> Objectives:
a - Sum up the Dyson sphere post in two sentences.
b - Rewrite the passage of the Dyson sphere post starting with "I didn't care" and going on through "by centripetal force.", replacing "continents and oceans" with "lands and seas".

> Quoted passage:
+-------+
The RPG was set in the universe of Stargate SG-1. For that reason I didn't have to deal with large unwieldy hatches that can trap starships. You can dial in and out with a Stargate. (It's also proof against Goa'uld intrusions, too-- they can't fly their ships in.)

I didn't care for the idea of a single, titanic interior surface with continents and oceans. Those continents and oceans would have to be wider than Jupiter to be seen at the distance the Enterprise-D saw them. It makes travel a problem. Requiring several lifetimes of walking before you can reach the ocean does not make for a compelling narrative. Plus a single open surface with centripetal forces at work would result in the atmosphere pooling at the poles (or rushing out of them, in this case).

I came up with the "stairstep" inner surface to get around all that. At 100,000 miles across each "step" is still wider than the Earth, but it's not inconceivably large. And each step has its atmosphere pressed into place by centripetal force.

I also envisioned that the "steps" might not be solidly joined, but might allow slippage to reflect the difference in orbital speeds.

You could envision the whole thing as a gigantic bearing assembly in a spherical form-- made up of Ringworlds.
 
From an old thread called What would a dyson sphere look like (link) here's something I made to illustrate how the inside of such a sphere would basically appear to be blank.

Looking straight up, with the sun shielded, you know what you'd see? Nothing. You'd see a featureless "sky". Even if there was no atmosphere, you couldn't see anything but an endless flat color.

I made the following image to crudely illustrate why this is:


The math is crude, so dismiss it, but the point still stands.

As you can see, even at twice the distance to the Moon only the most gigantic details would be visble (continents), and by the time you cross into the millions of miles, all detail would vanish (to the naked eye). The next step beyond this illustration would be a field of view 80 million miles wide and from an distance of 40 million miles, at which distance, to be visible, features would have to be a minimum of hundreds of thousands of kilometers across...and that's still less than half an A.U.! The far side of the sphere would be almost five times that distance.
+-------+
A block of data
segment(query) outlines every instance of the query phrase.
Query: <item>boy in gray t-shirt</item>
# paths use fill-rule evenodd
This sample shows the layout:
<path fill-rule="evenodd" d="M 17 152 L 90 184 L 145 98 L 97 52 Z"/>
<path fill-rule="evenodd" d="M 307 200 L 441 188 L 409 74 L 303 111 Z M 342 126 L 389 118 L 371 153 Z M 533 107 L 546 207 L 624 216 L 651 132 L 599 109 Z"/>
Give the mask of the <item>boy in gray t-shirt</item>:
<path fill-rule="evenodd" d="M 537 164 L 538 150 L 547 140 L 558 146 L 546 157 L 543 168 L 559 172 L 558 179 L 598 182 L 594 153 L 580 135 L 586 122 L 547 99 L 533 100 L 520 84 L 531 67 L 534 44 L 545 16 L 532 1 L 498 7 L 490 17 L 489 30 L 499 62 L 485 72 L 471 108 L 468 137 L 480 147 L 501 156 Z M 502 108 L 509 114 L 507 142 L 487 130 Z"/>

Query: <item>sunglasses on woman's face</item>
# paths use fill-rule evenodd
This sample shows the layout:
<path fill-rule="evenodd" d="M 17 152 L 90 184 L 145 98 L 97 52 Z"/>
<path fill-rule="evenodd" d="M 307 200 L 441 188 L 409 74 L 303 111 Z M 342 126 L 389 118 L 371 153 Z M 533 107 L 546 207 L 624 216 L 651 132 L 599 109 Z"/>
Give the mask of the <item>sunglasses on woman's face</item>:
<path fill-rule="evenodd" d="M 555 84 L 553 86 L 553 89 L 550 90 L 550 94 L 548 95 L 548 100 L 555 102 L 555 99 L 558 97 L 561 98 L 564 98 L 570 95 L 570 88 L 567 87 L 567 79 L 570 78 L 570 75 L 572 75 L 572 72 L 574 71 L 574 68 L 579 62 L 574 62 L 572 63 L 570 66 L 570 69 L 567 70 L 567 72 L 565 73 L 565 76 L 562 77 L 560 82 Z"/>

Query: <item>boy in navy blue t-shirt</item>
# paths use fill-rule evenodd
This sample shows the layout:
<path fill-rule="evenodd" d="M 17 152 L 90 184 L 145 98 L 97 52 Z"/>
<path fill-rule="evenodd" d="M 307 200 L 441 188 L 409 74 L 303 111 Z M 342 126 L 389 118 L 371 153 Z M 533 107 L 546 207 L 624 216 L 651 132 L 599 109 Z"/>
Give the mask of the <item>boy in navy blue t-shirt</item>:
+-------+
> Outputs for the tasks:
a - For an RPG set in the Stargate SG-1 universe, the writer rejected a single giant interior surface as too vast to travel and likely to pool its atmosphere at the poles, and devised a "stairstep" inner surface whose 100,000-mile steps each hold their atmosphere in place by centripetal force. The writer also argues, with an illustration, that looking straight up from inside such a sphere would show only a featureless sky, because all detail would vanish at distances of millions of miles.

b -
I didn't care for the idea of a single, titanic interior surface with lands and seas. Those lands and seas would have to be wider than Jupiter to be seen at the distance the Enterprise-D saw them. It makes travel a problem. Requiring several lifetimes of walking before you can reach the ocean does not make for a compelling narrative. Plus a single open surface with centripetal forces at work would result in the atmosphere pooling at the poles (or rushing out of them, in this case).

I came up with the "stairstep" inner surface to get around all that. At 100,000 miles across each "step" is still wider than the Earth, but it's not inconceivably large. And each step has its atmosphere pressed into place by centripetal force.